### Records for this task

══════════════════════════════

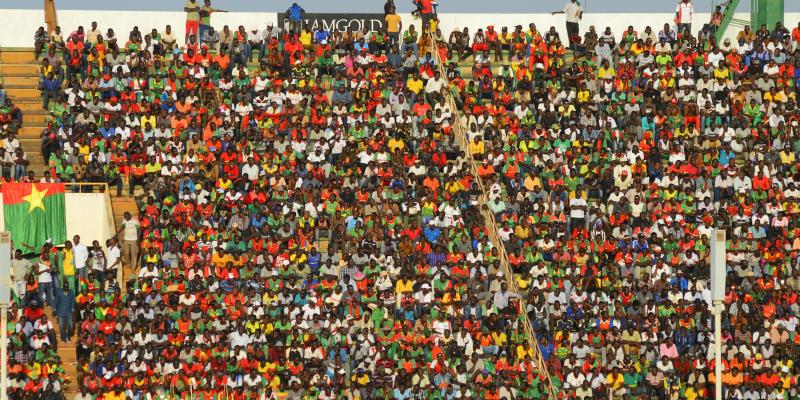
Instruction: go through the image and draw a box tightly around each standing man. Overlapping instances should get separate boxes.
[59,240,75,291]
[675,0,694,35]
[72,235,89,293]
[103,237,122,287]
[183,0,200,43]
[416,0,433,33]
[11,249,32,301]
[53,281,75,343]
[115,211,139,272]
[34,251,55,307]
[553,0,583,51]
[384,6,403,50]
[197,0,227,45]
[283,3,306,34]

══════════════════════════════

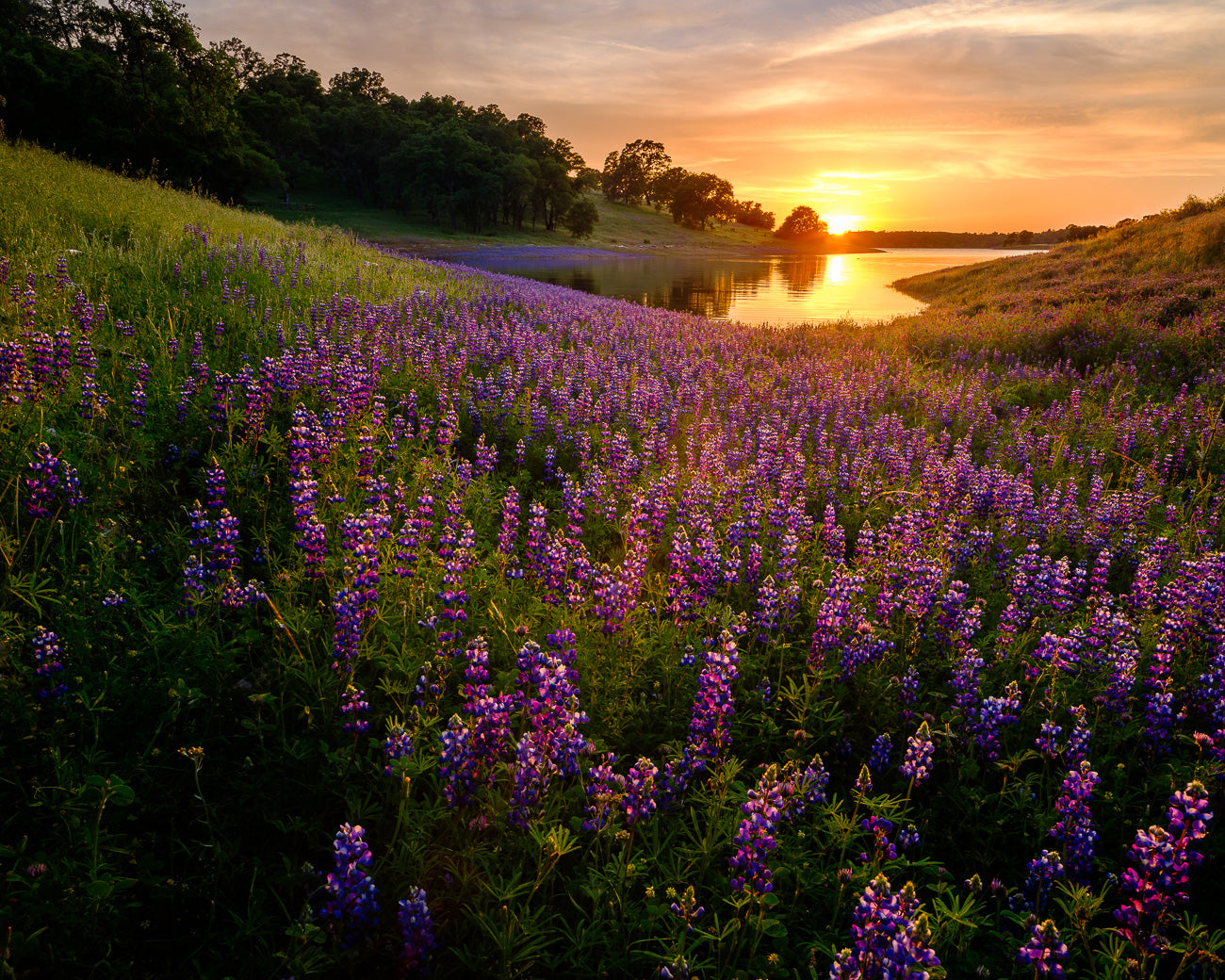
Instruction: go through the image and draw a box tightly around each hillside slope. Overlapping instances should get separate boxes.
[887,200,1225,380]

══════════════════════════════

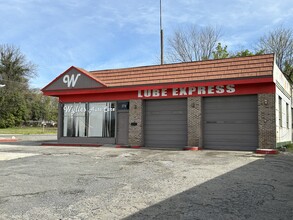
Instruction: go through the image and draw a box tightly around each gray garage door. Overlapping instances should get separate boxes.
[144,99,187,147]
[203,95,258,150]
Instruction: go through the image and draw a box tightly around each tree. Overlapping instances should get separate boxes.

══════════════════════════════

### What the task requires
Rewrite the lines starting at the line that contains "slope. Overlapping instances should get separate boxes." and ending at the line that contains "[887,200,1225,380]", with "hillside" replaced by "mountain" and everything else unchanged. Give only those lines.

### Exercise solution
Instruction: go through the image and draw a box tightly around each mountain slope. Overlapping instances should get separate boxes.
[887,200,1225,380]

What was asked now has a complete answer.